- EXERCISE REQUIREMENTS -
A single number is expected: the count of lines in the records below that contain "outlines".

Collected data
[Start of Attachment]

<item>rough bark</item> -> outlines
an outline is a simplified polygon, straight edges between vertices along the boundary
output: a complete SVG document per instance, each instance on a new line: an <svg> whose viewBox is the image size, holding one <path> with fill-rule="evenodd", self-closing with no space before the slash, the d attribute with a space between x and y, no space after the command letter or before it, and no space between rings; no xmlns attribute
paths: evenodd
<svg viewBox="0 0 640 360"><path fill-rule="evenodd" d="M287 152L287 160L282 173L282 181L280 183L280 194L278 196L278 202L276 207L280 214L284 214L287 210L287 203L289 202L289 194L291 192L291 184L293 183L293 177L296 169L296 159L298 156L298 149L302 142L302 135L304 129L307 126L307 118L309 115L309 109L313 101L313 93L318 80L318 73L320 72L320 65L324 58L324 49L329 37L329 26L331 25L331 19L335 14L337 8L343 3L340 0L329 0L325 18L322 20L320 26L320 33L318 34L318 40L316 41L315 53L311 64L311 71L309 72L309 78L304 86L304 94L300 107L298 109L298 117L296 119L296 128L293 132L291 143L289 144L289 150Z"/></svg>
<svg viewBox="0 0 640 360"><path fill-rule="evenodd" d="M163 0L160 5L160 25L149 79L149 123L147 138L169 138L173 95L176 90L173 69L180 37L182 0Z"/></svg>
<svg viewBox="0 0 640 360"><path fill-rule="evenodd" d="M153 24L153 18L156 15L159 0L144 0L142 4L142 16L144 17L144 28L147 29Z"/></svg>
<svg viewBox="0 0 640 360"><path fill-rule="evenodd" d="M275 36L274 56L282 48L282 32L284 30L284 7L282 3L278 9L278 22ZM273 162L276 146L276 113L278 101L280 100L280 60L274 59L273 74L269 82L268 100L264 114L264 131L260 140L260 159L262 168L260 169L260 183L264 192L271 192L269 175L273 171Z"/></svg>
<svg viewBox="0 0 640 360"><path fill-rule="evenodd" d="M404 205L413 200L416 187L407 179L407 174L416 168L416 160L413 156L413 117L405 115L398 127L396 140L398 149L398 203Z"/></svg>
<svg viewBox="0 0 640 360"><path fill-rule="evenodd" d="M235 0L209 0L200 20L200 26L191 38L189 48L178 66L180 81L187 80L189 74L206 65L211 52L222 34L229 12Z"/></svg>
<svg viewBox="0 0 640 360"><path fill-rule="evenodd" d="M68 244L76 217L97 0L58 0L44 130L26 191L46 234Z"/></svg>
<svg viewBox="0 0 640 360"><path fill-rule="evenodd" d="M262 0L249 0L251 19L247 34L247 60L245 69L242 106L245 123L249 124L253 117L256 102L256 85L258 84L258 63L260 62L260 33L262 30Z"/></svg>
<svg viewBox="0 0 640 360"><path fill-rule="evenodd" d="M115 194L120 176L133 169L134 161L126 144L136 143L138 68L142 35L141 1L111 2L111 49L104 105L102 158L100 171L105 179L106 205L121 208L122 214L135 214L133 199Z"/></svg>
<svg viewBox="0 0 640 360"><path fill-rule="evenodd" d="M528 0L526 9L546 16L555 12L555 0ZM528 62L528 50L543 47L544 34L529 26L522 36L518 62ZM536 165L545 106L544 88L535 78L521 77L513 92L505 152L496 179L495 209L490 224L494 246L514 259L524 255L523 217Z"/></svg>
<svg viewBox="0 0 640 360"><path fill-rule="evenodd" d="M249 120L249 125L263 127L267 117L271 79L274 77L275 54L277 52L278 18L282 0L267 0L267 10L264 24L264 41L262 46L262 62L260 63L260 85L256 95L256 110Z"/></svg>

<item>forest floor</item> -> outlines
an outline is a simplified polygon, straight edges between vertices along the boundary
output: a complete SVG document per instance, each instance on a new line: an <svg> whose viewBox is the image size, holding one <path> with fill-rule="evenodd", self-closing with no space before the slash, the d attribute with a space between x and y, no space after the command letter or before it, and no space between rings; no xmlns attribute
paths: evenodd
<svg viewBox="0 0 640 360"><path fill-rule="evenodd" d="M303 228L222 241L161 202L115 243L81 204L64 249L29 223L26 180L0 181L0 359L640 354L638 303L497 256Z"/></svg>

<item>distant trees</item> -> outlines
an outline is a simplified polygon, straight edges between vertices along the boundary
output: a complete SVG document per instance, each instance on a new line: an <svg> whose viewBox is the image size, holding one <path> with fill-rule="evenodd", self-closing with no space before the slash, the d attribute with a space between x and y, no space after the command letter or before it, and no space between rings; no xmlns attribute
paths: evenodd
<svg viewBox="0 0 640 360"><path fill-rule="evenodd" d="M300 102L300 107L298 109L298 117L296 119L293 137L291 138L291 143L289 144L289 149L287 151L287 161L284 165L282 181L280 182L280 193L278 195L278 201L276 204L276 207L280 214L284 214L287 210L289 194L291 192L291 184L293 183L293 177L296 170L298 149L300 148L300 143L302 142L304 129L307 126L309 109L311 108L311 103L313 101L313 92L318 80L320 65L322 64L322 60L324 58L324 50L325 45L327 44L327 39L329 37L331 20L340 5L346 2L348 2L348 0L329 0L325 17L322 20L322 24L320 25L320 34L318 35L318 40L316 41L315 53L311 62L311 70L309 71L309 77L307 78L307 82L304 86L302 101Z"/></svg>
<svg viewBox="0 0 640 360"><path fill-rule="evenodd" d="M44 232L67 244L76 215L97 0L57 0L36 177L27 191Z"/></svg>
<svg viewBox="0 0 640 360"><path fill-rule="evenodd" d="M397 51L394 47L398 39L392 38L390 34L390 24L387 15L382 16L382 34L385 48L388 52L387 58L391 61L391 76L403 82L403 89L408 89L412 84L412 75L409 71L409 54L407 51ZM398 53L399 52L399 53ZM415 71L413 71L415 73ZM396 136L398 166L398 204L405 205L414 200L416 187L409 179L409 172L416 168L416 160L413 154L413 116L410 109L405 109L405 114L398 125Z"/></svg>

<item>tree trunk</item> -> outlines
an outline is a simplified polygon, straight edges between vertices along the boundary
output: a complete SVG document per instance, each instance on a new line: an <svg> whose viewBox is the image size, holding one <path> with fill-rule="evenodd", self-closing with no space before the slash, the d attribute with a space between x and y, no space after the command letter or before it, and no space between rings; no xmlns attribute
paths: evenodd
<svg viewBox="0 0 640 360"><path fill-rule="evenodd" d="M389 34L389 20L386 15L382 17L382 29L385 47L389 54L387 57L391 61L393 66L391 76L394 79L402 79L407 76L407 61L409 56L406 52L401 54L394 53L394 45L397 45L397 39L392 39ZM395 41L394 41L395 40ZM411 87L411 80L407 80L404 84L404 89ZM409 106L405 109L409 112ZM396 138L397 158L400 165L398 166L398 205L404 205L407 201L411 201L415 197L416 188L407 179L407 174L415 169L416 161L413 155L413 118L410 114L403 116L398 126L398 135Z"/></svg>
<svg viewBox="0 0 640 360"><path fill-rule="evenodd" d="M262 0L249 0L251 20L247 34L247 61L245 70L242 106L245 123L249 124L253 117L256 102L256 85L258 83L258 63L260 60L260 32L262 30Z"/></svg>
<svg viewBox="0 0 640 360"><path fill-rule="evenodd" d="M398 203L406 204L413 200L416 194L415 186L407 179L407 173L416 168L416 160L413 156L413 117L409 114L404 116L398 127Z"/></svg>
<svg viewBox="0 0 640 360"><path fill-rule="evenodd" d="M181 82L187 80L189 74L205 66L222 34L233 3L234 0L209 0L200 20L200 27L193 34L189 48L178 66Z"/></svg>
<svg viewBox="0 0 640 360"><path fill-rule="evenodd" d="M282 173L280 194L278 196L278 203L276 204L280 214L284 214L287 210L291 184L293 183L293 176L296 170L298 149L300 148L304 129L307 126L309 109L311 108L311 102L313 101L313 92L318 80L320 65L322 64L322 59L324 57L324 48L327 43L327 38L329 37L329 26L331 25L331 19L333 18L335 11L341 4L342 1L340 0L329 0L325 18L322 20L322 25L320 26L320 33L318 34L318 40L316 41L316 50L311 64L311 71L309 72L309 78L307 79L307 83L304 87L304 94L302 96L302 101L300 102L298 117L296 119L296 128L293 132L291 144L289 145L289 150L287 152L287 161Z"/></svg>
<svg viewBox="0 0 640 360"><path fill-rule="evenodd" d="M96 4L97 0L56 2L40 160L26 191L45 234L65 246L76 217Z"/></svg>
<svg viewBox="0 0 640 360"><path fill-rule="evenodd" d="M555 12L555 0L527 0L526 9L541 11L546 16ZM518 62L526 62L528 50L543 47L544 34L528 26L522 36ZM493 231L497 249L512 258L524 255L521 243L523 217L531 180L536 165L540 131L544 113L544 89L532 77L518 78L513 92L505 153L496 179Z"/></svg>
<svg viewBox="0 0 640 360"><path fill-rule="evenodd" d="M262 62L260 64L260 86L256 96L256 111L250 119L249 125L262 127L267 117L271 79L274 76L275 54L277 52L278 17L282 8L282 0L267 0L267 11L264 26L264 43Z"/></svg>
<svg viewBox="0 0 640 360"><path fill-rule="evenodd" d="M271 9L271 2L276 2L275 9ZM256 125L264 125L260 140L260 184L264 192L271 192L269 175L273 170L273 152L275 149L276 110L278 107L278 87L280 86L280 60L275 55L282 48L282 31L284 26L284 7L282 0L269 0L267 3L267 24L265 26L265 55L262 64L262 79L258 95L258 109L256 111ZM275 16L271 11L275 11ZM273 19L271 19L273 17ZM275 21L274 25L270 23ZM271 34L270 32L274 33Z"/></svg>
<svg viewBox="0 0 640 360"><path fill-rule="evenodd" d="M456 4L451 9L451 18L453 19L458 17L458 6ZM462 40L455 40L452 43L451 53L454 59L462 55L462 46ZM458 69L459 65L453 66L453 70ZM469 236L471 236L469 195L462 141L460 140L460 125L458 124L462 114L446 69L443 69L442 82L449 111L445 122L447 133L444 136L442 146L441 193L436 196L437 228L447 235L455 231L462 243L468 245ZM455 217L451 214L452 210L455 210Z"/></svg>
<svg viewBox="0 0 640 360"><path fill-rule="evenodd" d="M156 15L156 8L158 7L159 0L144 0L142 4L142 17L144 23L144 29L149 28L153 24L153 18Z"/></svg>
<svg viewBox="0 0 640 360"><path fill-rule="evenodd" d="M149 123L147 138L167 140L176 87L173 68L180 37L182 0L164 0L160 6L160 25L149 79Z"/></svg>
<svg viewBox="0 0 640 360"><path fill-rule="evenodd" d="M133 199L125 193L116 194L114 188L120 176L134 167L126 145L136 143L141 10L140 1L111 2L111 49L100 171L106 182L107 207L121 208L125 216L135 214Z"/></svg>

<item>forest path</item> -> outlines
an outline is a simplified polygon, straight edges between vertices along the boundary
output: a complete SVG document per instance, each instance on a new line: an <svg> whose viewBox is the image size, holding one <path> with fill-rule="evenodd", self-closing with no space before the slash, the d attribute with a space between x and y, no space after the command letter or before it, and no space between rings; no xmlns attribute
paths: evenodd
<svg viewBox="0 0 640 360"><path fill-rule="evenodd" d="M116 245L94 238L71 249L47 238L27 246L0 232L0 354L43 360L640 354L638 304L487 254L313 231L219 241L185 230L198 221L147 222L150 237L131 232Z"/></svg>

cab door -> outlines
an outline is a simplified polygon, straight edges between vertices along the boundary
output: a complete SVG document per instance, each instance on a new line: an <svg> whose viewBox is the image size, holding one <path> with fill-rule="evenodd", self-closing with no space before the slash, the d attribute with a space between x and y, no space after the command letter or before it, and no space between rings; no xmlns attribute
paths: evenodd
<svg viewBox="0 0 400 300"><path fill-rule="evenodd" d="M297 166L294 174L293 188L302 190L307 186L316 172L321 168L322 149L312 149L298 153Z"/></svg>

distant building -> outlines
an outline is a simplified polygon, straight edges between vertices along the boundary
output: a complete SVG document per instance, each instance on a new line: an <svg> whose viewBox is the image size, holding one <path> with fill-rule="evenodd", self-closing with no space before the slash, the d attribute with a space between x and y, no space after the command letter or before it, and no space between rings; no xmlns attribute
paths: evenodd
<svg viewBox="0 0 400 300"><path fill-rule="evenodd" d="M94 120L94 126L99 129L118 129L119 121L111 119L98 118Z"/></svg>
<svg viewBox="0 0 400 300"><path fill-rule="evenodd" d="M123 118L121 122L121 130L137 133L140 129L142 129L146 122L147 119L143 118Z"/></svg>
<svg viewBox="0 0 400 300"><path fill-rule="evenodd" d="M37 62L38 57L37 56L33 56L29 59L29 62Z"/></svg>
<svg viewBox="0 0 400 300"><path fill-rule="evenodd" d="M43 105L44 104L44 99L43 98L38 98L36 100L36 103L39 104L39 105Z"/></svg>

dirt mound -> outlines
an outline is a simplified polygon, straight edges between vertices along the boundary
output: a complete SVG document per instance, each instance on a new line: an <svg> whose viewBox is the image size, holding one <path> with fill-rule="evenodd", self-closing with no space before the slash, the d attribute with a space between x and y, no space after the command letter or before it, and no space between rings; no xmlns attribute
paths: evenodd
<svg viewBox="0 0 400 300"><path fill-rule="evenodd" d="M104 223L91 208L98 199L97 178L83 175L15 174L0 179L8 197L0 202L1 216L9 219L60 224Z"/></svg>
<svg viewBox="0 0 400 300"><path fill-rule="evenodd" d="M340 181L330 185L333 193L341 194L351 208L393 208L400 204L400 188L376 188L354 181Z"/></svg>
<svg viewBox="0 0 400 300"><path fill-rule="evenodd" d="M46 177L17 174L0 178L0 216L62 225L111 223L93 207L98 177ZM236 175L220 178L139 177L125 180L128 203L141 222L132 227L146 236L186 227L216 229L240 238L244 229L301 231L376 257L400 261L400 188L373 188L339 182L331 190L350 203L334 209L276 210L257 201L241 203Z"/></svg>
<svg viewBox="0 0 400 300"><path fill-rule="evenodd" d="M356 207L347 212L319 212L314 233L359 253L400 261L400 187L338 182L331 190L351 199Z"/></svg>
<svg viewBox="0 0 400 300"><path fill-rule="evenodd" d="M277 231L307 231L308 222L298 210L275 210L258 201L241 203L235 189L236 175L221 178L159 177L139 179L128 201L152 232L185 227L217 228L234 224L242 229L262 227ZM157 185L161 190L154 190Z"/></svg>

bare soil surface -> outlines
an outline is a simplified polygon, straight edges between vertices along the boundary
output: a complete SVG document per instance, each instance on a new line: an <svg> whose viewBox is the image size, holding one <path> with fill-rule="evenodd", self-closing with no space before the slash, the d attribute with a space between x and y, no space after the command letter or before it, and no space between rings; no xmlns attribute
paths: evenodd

[End of Attachment]

- WRITTEN ANSWER -
9